- **TASK TO CARRY OUT**
The answer must be the full listing, word for word, with no pictures in it.

- **AVAILABLE RECORDS**
....
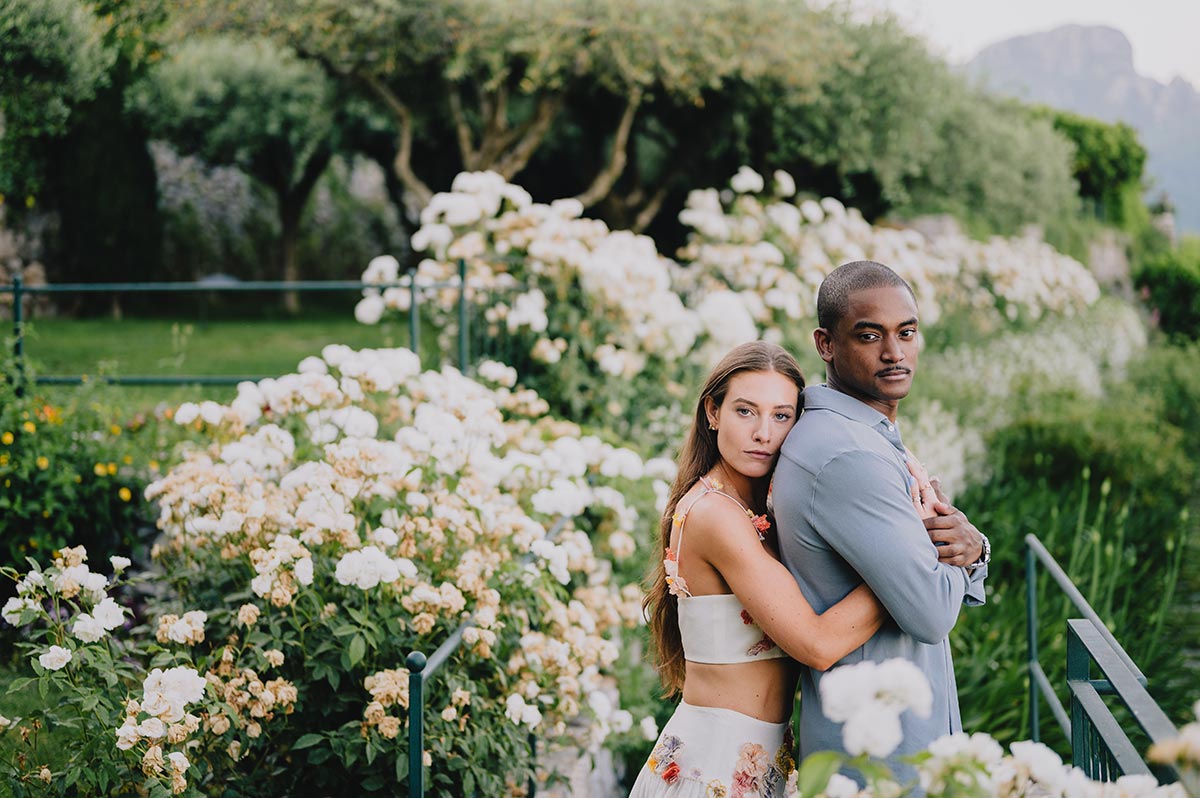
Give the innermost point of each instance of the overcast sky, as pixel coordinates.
(1163, 33)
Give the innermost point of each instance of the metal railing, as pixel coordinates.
(19, 292)
(1098, 743)
(420, 670)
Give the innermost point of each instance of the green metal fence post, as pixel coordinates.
(414, 322)
(415, 725)
(18, 331)
(1031, 631)
(1079, 669)
(462, 316)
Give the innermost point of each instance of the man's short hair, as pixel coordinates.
(833, 298)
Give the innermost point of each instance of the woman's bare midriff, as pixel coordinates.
(765, 690)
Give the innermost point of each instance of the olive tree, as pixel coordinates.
(498, 76)
(253, 105)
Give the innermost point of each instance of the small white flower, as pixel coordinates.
(186, 413)
(370, 310)
(785, 186)
(88, 629)
(747, 181)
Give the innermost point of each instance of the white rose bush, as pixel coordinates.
(323, 526)
(869, 699)
(606, 328)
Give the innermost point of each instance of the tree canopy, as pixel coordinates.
(250, 103)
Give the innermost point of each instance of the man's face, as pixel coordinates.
(871, 354)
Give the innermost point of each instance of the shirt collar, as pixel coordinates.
(828, 399)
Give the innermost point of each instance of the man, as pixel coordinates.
(844, 508)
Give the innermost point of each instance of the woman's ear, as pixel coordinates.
(712, 412)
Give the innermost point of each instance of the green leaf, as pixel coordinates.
(19, 684)
(358, 649)
(816, 771)
(307, 741)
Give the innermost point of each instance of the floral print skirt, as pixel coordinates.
(714, 753)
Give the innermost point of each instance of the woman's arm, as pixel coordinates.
(720, 533)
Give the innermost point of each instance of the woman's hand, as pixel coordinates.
(923, 493)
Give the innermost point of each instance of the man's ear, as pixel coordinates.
(823, 342)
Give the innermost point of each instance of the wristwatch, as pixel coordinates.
(985, 557)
....
- **YOUR RESPONSE**
Give the innermost point of each instance of the overcast sky, as pixel coordinates.
(1163, 33)
Give the innermost point of each instance of the metal railing, as pixel coordinates.
(19, 292)
(1098, 743)
(420, 670)
Give the innermost point of each instance of the green metal fence post, as pixel coordinates.
(414, 322)
(415, 725)
(18, 331)
(1031, 631)
(1079, 669)
(462, 316)
Give the innermost point of each instance of the man's short hair, as pixel coordinates.
(833, 298)
Give the innermost point of each instance of the woman's bare midriff, as pixel coordinates.
(765, 690)
Give the innermost point of each instance of the olive tree, as pixel coordinates.
(498, 76)
(253, 105)
Give the innermost point of each instance of the small white flower, as pixel coordinates.
(186, 413)
(370, 310)
(785, 186)
(88, 629)
(747, 181)
Give the innermost point of each instance of the white rose bush, as pixel coordinates.
(323, 526)
(869, 699)
(606, 328)
Give the innermost point of each instance of the tree canopy, as pixel coordinates.
(250, 103)
Give the innermost point of each instance of the man's face, as pixel coordinates.
(871, 354)
Give the innermost point of each instance of the shirt collar, as pixel coordinates.
(828, 399)
Give the innermost point of each instance of the man, as pixel coordinates.
(844, 508)
Give the innermost point of each instance of the woman's ear, as pixel coordinates.
(712, 412)
Give the innermost point of each instance of the green leaf, as pixel coordinates.
(19, 684)
(358, 649)
(816, 771)
(307, 741)
Give the innermost point of each instance of the floral print skirt, as pixel coordinates.
(714, 753)
Give the innermost point of each instance of the woman's arm, as pixel coordinates.
(720, 533)
Give the innermost point of each instance of the woman's hand, as pixel coordinates.
(923, 493)
Give the innermost point of each instance of the man's ear, as pixel coordinates.
(823, 342)
Give the innermost point of each instance of the wristwatch, as pixel coordinates.
(985, 557)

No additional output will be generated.